§ EXERCISE DIRECTIONS
Answer these questions from the article below on the FDA-sponsored working group for implant-tracking apps:
1. Which two organizations convened the working group?
2. In what year was FORCE-TJR initiated, and what grant funded it?
3. What did the pilot team use to refine the design and content of the knee replacement app?

§ TEXT FOR ANALYSIS
::::::::::

FDA-sponsored working group releases recommendations for developing apps to track implants

  Patricia Franklin, MD, MBA, MPH
 

Patricia Franklin, MD, MBA, MPH

The U.S. Food and Drug Administration has recruited UMass Medical School’s Patricia Franklin, MD, MBA, MPH, to help the agency determine how mobile health apps and wearables can be used to evaluate the performance and safety of implantable medical devices. Dr. Franklin was invited to be a member of The Mobilizing mHealth Innovation for Real-World Evidence Generation working group, convened by the FDA and the Duke Margolis Center for Health Policy, for her expertise in patient-reported outcomes following total joint replacement surgery and implant surveillance.

“Going direct to patient is a philosophy the FDA is fully embracing, and they’re focusing on apps as the future for enacting it,” said Franklin. “They came to us because our research is proof of principle that, regardless of medium used, patients are a great source of letting us know what’s going on with their implants.”

Franklin, professor of orthopedics & physical rehabilitation, is principal investigator for a national total joint replacement database called Function and Outcomes Research for Comparative Effectiveness in Total Joint Replacement (FORCE-TJR.) Initiated in 2011 with a $12 million grant from the federal Agency for Healthcare Research and Quality, FORCE-TJR is the most comprehensive U.S. database on total hip and knee joint replacement patients, capturing their levels of pain and function since their surgeries.

“While FORCE-TJR is about data, the workgroup is about methods,” said Franklin. “What do we know about apps, what we don’t know about apps, and how can they do what we did for the last five years without paper and email?”

The FDA is also keenly interested in the Franklin team’s ongoing work to develop an app to help arthritis patients and clinicians track their progress before and after a total knee replacement. In a pilot project that is also funded by AHRQ, Hua Zheng, PhD, assistant professor of orthopedics & physical rehabilitation at UMMS and Bengisu Tulu, PhD, assistant professor of management and research fellow of the Kay Center for E-Health Research at Worcester Polytechnic Institute, used input from patient and clinician focus groups to refine the design and content of the app to make it both useable and useful. Next, they will test the resulting app in actual clinical settings.

“We now use email, web, paper, telephone—but we will use apps when they’re ready,” said Franklin. “It is energizing to see that rapid changes in technology can help put the whole picture together in ways that we can’t do now.”

::::::::::

§ ENTRIES SUPPLIED
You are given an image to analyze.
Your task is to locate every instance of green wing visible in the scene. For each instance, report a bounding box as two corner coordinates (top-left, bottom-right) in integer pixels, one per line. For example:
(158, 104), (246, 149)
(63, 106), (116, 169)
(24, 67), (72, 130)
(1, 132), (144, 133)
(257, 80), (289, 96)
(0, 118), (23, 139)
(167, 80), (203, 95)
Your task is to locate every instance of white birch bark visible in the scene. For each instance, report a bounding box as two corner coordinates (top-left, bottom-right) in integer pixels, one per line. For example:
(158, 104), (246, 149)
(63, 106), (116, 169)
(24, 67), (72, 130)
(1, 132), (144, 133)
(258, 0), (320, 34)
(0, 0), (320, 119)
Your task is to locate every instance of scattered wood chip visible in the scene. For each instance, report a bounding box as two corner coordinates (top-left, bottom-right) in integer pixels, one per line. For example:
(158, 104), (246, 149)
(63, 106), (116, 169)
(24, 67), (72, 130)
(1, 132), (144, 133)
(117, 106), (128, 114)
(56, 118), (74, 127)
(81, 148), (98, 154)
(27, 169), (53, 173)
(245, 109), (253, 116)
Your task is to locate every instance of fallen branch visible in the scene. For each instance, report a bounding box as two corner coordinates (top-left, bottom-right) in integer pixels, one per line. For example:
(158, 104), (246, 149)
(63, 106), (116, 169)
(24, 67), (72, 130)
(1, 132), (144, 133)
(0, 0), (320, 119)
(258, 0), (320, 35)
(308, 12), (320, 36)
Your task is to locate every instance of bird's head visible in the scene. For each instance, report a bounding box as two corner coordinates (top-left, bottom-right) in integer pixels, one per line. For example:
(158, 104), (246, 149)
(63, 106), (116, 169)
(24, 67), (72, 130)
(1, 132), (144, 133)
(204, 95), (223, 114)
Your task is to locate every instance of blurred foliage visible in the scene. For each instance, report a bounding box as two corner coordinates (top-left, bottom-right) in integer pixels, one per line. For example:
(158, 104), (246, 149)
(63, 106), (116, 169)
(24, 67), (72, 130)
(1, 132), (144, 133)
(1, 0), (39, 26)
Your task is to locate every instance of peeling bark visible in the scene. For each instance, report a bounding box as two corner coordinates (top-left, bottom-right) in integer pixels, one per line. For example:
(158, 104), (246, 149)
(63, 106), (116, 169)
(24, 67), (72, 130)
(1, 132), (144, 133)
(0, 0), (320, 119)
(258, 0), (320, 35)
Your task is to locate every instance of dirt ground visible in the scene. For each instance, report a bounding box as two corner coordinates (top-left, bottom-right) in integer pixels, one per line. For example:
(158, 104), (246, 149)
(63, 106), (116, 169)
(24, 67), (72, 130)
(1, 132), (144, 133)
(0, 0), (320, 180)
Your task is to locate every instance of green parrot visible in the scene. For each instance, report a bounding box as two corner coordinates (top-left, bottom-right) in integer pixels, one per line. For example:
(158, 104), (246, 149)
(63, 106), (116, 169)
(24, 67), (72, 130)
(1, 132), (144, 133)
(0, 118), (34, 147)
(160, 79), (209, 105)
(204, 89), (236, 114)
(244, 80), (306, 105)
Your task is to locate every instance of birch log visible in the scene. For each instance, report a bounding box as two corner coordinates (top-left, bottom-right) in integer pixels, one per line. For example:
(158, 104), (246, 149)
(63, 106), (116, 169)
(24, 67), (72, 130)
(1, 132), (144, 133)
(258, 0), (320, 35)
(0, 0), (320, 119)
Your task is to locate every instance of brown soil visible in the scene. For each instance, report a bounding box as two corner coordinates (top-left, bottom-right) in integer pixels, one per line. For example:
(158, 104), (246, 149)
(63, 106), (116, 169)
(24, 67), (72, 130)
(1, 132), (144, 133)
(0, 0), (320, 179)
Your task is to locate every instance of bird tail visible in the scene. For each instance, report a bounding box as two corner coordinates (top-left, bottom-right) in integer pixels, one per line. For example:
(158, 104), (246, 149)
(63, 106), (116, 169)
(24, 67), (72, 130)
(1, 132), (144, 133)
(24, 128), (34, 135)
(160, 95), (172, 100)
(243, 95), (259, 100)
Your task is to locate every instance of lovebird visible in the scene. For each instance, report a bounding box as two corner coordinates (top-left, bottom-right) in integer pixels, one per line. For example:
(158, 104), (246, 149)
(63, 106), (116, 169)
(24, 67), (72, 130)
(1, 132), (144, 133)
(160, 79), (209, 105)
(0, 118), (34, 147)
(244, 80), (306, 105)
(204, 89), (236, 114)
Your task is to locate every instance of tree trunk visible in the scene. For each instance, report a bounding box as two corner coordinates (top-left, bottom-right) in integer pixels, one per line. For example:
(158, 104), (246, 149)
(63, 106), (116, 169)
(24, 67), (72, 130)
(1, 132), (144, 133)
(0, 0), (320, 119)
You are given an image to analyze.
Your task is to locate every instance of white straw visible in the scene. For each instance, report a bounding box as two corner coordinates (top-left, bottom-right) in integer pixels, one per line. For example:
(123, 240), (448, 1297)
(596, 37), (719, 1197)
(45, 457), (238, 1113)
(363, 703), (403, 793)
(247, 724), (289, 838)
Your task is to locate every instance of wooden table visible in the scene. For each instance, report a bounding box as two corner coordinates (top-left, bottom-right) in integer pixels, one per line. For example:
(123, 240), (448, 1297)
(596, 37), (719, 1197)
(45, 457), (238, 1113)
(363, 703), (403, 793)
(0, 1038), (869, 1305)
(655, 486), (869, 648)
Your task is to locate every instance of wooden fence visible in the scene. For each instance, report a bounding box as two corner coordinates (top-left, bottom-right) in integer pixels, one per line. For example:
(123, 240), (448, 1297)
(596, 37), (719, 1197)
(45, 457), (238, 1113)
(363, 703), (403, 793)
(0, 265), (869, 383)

::::::::::

§ EXPECTED ANSWER
1. The FDA and the Duke Margolis Center for Health Policy.
2. 2011, with a $12 million grant from the federal Agency for Healthcare Research and Quality.
3. Input from patient and clinician focus groups.